→ Work instructions: Show each line of the records below that contains the word "yellow".

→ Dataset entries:
╭──

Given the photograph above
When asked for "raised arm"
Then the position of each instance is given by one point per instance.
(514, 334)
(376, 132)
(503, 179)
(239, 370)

╰──
╭──

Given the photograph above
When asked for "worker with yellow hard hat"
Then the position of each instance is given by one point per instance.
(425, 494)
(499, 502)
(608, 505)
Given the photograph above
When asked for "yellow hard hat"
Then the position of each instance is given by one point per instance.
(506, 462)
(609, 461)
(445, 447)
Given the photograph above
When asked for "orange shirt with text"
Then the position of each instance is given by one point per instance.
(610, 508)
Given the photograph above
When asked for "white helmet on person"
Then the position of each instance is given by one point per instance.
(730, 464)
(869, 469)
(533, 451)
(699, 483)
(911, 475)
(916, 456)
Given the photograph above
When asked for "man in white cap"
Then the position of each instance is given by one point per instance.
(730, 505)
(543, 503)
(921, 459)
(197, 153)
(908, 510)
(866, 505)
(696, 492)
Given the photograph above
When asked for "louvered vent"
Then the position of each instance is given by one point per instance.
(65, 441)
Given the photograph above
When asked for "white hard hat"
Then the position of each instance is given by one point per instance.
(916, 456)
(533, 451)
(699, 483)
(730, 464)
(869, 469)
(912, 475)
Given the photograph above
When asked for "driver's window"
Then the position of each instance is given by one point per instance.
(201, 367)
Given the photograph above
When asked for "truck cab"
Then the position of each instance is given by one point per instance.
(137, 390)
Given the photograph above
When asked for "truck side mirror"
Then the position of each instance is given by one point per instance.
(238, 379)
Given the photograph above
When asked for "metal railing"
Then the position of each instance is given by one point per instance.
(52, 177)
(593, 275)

╰──

→ Finished task:
When asked for "worker with yellow hard hat"
When asked for "yellow hard hat"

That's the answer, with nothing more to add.